[Photo-based point labeling data]
============

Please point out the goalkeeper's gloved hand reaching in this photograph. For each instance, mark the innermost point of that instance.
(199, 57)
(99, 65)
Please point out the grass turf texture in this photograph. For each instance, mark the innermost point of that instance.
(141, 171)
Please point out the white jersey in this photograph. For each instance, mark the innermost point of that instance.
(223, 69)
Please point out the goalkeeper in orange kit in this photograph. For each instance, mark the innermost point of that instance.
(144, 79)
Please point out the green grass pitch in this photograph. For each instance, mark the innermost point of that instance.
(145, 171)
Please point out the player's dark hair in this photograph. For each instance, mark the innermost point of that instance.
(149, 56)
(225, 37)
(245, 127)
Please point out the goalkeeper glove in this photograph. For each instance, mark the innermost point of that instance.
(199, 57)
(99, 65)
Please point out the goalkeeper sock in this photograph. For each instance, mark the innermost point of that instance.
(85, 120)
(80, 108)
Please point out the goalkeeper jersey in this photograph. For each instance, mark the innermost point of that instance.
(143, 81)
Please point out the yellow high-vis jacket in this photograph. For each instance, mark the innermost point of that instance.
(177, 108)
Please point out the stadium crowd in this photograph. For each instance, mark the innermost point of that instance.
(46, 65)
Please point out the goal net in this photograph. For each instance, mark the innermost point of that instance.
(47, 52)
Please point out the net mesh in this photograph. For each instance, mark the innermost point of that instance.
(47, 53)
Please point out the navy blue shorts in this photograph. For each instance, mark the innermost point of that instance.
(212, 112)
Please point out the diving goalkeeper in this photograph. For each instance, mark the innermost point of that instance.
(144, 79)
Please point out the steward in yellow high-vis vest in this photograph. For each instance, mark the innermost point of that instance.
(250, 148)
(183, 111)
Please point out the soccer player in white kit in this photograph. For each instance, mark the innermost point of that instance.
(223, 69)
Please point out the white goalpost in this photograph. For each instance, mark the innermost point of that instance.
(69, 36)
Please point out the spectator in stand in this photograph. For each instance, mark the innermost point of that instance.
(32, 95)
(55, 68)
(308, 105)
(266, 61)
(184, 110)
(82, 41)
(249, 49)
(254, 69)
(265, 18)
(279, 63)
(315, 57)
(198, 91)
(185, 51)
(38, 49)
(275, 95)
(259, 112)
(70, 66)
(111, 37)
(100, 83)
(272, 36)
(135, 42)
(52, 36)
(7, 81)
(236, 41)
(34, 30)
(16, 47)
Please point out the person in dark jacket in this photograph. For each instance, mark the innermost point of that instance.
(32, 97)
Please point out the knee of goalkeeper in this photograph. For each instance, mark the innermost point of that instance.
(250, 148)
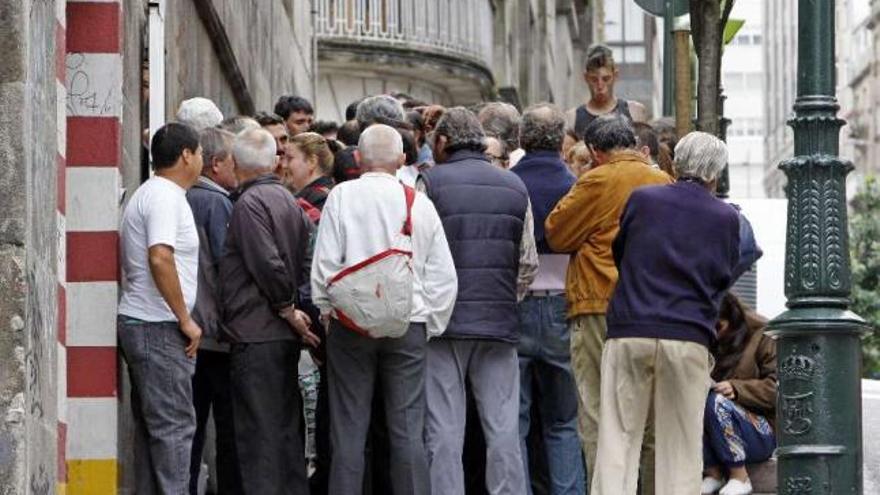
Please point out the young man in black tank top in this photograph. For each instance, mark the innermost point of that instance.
(600, 74)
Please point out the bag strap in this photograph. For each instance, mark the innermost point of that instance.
(410, 199)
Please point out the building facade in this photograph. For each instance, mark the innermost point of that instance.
(83, 83)
(457, 52)
(780, 67)
(858, 51)
(742, 78)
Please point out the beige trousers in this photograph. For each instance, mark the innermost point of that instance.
(587, 341)
(671, 375)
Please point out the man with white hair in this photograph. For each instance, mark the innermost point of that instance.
(360, 219)
(211, 206)
(583, 223)
(199, 113)
(676, 253)
(260, 271)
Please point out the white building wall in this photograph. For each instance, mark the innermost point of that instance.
(743, 75)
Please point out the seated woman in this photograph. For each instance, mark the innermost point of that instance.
(741, 406)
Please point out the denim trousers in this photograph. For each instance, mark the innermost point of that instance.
(267, 413)
(211, 394)
(161, 402)
(734, 436)
(546, 380)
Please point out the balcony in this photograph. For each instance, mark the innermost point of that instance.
(439, 51)
(453, 28)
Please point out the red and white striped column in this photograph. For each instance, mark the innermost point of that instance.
(61, 113)
(93, 69)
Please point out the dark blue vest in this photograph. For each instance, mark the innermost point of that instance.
(483, 210)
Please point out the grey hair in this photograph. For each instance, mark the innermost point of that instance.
(700, 155)
(502, 121)
(199, 113)
(216, 143)
(462, 130)
(610, 132)
(239, 123)
(379, 108)
(380, 145)
(254, 149)
(543, 128)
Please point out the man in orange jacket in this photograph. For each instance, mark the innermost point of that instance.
(584, 223)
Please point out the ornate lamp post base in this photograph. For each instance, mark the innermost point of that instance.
(819, 414)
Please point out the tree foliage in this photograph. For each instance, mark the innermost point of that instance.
(708, 18)
(864, 231)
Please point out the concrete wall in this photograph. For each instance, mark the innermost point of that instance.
(270, 41)
(28, 248)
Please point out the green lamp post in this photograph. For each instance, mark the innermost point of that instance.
(819, 429)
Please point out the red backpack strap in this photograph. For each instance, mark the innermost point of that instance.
(410, 199)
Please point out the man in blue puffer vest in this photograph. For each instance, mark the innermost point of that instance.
(544, 350)
(488, 222)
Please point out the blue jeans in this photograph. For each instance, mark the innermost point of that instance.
(161, 402)
(545, 368)
(734, 436)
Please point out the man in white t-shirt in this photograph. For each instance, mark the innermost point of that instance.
(360, 219)
(157, 335)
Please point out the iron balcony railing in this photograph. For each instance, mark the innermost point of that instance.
(453, 27)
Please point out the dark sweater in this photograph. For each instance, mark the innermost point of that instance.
(676, 252)
(263, 262)
(547, 179)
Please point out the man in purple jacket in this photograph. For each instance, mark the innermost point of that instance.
(676, 253)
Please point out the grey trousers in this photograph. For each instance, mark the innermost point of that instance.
(267, 415)
(354, 363)
(492, 369)
(161, 402)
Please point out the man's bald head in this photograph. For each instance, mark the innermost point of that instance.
(380, 148)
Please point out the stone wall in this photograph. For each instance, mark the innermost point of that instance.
(28, 248)
(269, 42)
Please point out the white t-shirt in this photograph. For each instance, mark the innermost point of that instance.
(158, 213)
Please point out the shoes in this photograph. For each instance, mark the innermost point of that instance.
(710, 485)
(737, 487)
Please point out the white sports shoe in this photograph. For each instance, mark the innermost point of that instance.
(737, 487)
(710, 485)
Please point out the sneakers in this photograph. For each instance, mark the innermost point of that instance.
(737, 487)
(710, 485)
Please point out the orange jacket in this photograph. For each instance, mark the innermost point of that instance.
(585, 222)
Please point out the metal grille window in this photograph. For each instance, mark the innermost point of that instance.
(455, 27)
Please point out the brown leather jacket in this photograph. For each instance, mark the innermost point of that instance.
(754, 378)
(264, 262)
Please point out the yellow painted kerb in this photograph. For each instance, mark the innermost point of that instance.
(91, 477)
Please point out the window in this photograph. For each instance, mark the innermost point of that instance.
(625, 31)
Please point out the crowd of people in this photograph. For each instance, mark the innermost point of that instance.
(494, 301)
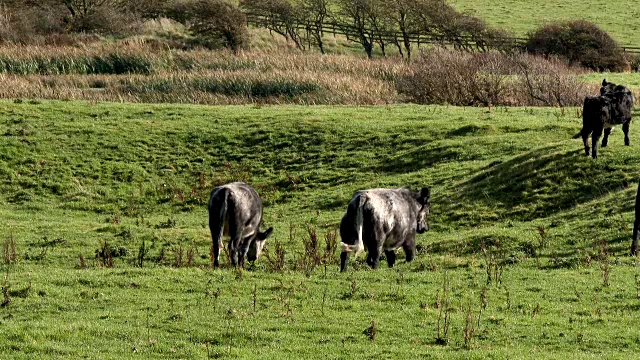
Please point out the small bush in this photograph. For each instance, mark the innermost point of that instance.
(217, 23)
(442, 76)
(105, 20)
(580, 42)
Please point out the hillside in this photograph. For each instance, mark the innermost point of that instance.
(618, 18)
(77, 175)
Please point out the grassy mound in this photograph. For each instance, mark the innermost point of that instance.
(524, 228)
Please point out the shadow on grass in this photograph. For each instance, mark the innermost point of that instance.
(544, 181)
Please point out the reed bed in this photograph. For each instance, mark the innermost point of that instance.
(143, 74)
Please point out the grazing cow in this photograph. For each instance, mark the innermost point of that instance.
(636, 225)
(383, 219)
(601, 113)
(236, 210)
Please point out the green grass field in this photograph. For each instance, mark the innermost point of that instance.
(621, 19)
(513, 195)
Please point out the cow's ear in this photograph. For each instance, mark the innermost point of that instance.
(425, 195)
(265, 235)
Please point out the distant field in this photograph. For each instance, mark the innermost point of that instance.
(620, 18)
(77, 175)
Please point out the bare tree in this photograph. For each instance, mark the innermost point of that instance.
(355, 14)
(83, 7)
(314, 13)
(278, 16)
(400, 12)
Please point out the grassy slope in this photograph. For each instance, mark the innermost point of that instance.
(619, 18)
(77, 174)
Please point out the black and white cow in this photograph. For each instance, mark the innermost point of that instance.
(236, 210)
(383, 220)
(601, 113)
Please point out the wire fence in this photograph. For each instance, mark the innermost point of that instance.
(464, 41)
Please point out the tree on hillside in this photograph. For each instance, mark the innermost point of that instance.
(401, 13)
(278, 16)
(580, 42)
(220, 23)
(314, 13)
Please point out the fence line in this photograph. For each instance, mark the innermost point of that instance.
(467, 41)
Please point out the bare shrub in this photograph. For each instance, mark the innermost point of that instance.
(548, 82)
(105, 19)
(580, 42)
(218, 23)
(442, 76)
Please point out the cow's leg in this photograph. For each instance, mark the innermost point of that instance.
(343, 261)
(636, 225)
(625, 129)
(373, 257)
(244, 249)
(391, 257)
(409, 248)
(585, 132)
(235, 233)
(216, 238)
(605, 139)
(595, 137)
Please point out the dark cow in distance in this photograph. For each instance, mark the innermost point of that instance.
(236, 210)
(383, 220)
(601, 113)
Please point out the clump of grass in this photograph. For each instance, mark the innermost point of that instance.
(9, 253)
(275, 261)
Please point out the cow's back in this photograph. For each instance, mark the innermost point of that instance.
(243, 206)
(390, 212)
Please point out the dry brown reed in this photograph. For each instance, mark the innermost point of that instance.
(136, 72)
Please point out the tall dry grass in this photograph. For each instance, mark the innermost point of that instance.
(141, 72)
(441, 76)
(138, 73)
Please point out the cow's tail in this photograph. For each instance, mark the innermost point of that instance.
(359, 245)
(217, 216)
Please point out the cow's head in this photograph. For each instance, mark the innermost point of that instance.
(424, 201)
(607, 87)
(255, 249)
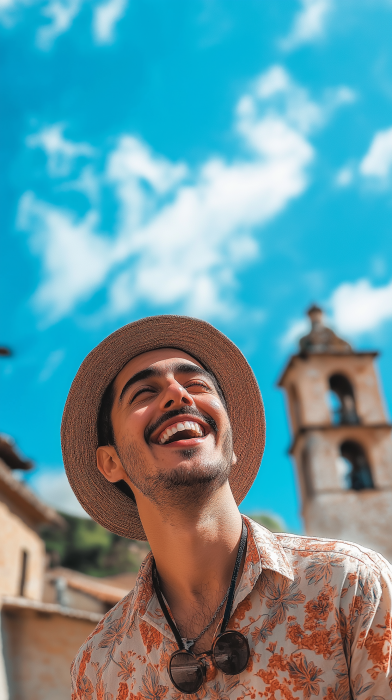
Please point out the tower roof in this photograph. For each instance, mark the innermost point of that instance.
(321, 339)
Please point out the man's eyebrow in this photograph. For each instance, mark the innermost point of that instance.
(138, 377)
(183, 368)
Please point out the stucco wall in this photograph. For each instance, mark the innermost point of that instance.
(16, 537)
(38, 650)
(363, 517)
(311, 380)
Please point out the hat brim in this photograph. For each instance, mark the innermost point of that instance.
(100, 498)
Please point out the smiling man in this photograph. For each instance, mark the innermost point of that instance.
(163, 434)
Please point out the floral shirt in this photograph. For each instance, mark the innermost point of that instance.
(316, 613)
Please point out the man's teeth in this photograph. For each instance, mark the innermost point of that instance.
(178, 427)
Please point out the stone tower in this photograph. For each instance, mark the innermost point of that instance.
(342, 444)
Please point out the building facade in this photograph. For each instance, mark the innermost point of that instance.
(342, 443)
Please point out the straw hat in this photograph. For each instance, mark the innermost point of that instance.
(100, 498)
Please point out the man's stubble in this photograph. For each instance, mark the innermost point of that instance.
(183, 485)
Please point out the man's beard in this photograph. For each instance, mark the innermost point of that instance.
(183, 486)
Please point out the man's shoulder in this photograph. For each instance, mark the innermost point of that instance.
(348, 554)
(114, 624)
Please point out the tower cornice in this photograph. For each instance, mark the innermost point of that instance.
(307, 356)
(338, 428)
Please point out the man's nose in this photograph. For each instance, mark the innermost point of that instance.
(176, 395)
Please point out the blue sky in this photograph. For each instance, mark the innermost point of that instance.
(231, 161)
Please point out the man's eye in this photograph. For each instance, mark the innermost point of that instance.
(196, 383)
(141, 391)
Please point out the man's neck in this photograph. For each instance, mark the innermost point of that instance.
(195, 551)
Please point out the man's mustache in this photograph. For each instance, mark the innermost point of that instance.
(178, 412)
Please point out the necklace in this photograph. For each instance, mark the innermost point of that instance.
(188, 643)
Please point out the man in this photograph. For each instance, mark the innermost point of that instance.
(163, 434)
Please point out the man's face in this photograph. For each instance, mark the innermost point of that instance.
(171, 428)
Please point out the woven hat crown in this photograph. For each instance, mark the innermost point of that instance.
(100, 498)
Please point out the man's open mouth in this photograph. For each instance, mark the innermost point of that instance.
(183, 430)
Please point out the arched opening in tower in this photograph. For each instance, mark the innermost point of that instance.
(354, 467)
(342, 400)
(295, 407)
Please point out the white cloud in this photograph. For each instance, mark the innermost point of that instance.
(105, 19)
(309, 24)
(62, 14)
(377, 163)
(61, 152)
(358, 307)
(75, 259)
(182, 233)
(52, 486)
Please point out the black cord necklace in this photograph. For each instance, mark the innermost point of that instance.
(188, 643)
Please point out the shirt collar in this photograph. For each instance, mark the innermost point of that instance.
(263, 552)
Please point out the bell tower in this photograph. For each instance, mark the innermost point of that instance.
(341, 439)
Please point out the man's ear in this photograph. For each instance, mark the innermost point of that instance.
(109, 463)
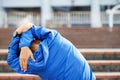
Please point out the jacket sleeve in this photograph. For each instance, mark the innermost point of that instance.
(13, 55)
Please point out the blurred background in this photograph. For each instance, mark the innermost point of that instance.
(58, 13)
(93, 26)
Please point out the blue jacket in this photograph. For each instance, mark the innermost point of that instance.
(56, 58)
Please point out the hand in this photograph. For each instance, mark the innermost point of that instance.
(24, 28)
(25, 54)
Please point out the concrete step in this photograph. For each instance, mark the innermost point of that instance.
(96, 65)
(16, 76)
(94, 54)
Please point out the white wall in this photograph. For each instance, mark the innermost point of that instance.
(37, 3)
(21, 3)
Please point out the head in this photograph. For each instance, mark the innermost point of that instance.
(34, 45)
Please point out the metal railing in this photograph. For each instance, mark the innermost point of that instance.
(60, 19)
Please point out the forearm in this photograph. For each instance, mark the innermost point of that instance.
(13, 50)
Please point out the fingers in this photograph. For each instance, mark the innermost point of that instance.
(23, 64)
(32, 57)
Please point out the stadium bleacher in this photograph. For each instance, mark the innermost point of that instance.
(99, 46)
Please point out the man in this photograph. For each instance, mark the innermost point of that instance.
(56, 58)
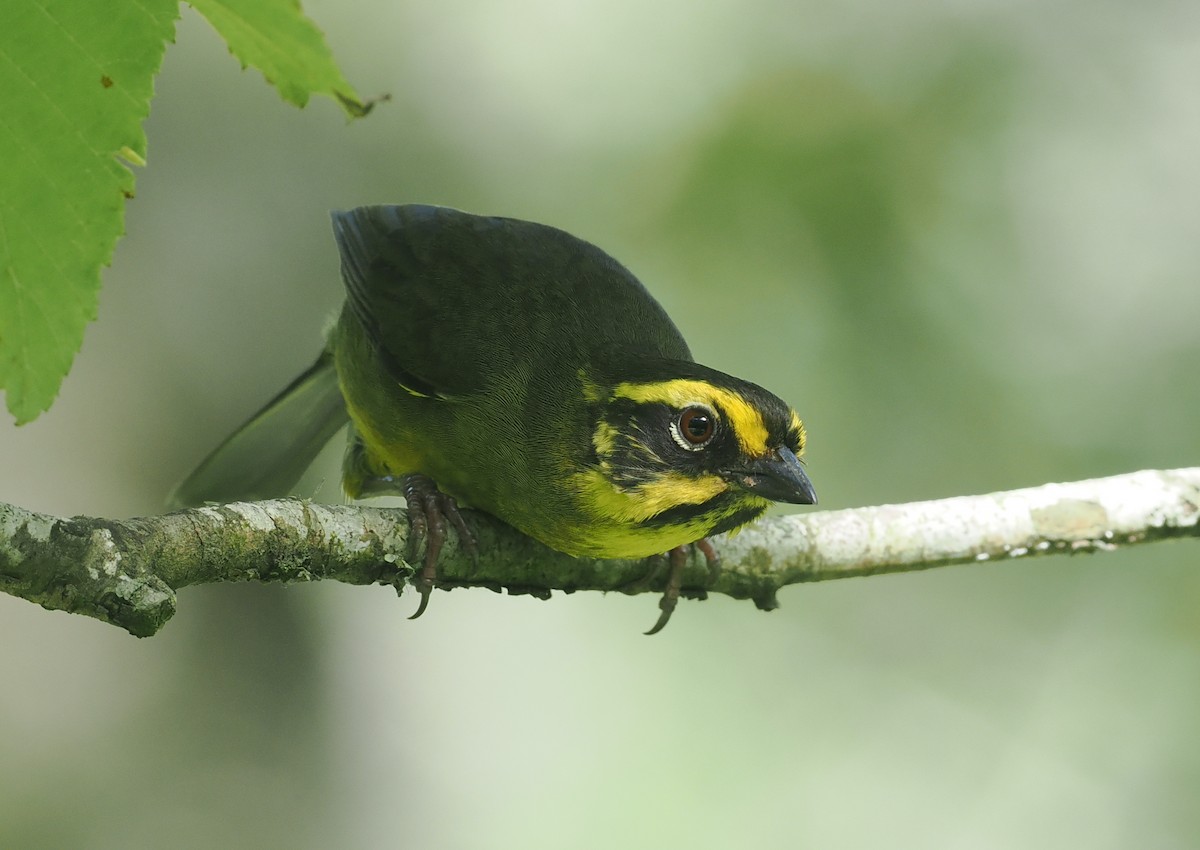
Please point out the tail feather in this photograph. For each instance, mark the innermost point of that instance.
(267, 456)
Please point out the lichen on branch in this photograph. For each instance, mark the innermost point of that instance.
(127, 572)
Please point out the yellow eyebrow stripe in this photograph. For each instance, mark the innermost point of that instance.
(744, 419)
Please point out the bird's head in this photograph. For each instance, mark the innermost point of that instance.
(681, 452)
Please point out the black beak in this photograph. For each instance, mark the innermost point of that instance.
(778, 477)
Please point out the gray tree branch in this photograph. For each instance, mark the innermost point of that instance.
(126, 572)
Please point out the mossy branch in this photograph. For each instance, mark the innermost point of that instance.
(126, 572)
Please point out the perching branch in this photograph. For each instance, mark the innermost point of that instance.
(126, 572)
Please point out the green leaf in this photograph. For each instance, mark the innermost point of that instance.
(279, 40)
(76, 81)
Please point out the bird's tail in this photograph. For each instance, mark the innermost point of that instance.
(265, 458)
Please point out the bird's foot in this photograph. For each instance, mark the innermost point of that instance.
(429, 510)
(677, 558)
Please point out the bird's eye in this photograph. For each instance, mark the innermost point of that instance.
(695, 428)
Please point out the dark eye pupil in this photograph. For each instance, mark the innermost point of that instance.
(697, 425)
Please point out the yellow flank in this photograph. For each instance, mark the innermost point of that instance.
(616, 530)
(799, 426)
(744, 419)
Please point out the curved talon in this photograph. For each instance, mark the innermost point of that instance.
(678, 558)
(427, 512)
(714, 560)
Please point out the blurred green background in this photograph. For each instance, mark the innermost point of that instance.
(963, 239)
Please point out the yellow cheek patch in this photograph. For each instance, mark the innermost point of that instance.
(743, 418)
(639, 503)
(604, 440)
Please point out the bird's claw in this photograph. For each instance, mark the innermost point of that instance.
(677, 558)
(429, 509)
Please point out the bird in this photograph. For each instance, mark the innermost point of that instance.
(511, 367)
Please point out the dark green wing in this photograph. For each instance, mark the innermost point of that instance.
(454, 300)
(265, 458)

============

▶ **Written problem**
Find the line containing "Please point out the curved". Reproduce it exactly, along with every line after it through the last.

▶ **Solution to the exercise**
Please point out the curved talon in this photograph. For each instance, mark the innermost point of that instance.
(678, 558)
(427, 512)
(714, 560)
Please point out the blurred green background in this photograph. For each instance, mark the innermost point of that instance.
(963, 239)
Please point out the yellow cheek patch in this photograph. For each instance, mark the innermost point of that instance.
(743, 418)
(639, 503)
(604, 440)
Please point out the bird's claw in this photograph. For each instance, mark the innermost point of that instance.
(677, 558)
(429, 509)
Please point out the bird in this photograph. For each instance, mark the innermost point of that instance.
(511, 367)
Please point out the dark green wing in this photograph. For each instance, mark the innermost point of that instance.
(454, 300)
(265, 458)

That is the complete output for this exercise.